LISTED ENTRIES:
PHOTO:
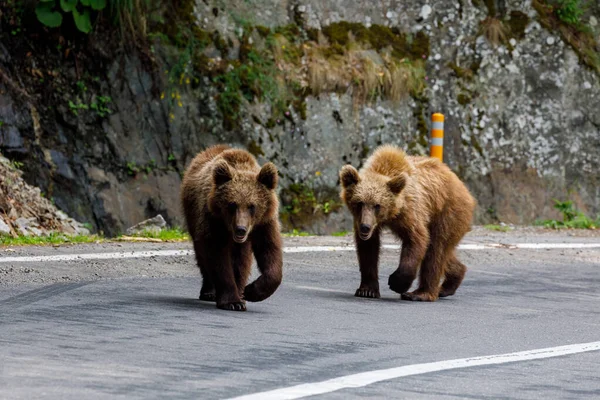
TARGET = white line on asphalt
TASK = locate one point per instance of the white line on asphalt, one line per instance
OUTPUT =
(295, 249)
(367, 378)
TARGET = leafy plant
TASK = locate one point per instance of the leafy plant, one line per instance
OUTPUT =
(49, 12)
(570, 11)
(76, 107)
(572, 218)
(100, 106)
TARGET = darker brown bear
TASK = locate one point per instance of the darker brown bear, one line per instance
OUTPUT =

PROBLEM REQUIREMENTS: Render every line of the records above as a numbered list. Skip blank lines and omit the pictures.

EXERCISE RESPONSE:
1. PHOTO:
2. TARGET = white line on asphalt
3. TASK = locate one point per instance of the white line on asphalt, one line per instance
4. OUTPUT =
5. (295, 249)
6. (367, 378)
7. TARGET = leafy plant
8. TASK = locate one point per instance of the leafy plant, one line per instance
9. OUTPUT =
10. (49, 12)
11. (570, 11)
12. (76, 107)
13. (572, 218)
14. (100, 106)
15. TARGET = darker brown bear
16. TASK = locate one point per instance of the darker brown bear, one line per instance
17. OUTPUT =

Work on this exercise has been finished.